*WORK TO COMPLETE:*
Repeat the lines word for word, starting at the line containing "One point goes on every instance of the picture" and ending at the end of the records.

━━━━━ RECORDED DATA ━━━━━

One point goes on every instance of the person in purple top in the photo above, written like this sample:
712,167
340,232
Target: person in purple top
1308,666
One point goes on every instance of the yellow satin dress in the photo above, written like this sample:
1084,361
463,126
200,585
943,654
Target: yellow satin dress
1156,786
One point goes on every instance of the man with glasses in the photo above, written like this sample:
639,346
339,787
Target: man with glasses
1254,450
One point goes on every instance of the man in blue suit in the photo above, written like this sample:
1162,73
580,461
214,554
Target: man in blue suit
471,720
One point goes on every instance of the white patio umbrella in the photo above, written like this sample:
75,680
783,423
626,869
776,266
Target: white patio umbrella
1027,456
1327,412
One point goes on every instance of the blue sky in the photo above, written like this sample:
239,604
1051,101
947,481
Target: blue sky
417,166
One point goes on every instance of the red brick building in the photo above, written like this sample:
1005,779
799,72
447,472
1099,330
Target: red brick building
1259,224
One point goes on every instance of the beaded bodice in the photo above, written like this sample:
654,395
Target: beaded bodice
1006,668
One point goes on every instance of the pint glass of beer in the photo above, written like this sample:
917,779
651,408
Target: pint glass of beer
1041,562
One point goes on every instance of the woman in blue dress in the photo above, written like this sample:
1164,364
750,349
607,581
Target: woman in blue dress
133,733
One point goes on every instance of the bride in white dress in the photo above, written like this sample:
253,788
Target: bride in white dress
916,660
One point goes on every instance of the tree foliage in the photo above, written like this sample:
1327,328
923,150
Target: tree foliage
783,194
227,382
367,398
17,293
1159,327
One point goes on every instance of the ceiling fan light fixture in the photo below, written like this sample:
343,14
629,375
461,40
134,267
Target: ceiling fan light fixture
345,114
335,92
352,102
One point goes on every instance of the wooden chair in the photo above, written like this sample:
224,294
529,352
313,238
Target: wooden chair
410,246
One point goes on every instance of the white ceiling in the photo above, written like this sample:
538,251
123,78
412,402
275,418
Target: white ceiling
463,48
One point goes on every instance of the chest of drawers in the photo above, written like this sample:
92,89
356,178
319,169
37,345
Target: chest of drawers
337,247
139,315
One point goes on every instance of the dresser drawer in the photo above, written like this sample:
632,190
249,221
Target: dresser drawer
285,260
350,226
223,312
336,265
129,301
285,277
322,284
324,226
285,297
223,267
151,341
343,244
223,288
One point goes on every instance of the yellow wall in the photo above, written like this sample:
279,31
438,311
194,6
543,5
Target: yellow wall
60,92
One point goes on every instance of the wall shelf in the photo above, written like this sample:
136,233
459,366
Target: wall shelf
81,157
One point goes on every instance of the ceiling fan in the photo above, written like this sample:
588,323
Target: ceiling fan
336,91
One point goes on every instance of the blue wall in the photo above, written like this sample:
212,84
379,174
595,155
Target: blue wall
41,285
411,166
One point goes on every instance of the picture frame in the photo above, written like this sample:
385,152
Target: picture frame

━━━━━

*SOLVED EXERCISE:*
One point goes on every instance of the picture frame in the photo above, written like this sample:
385,152
Target: picture frame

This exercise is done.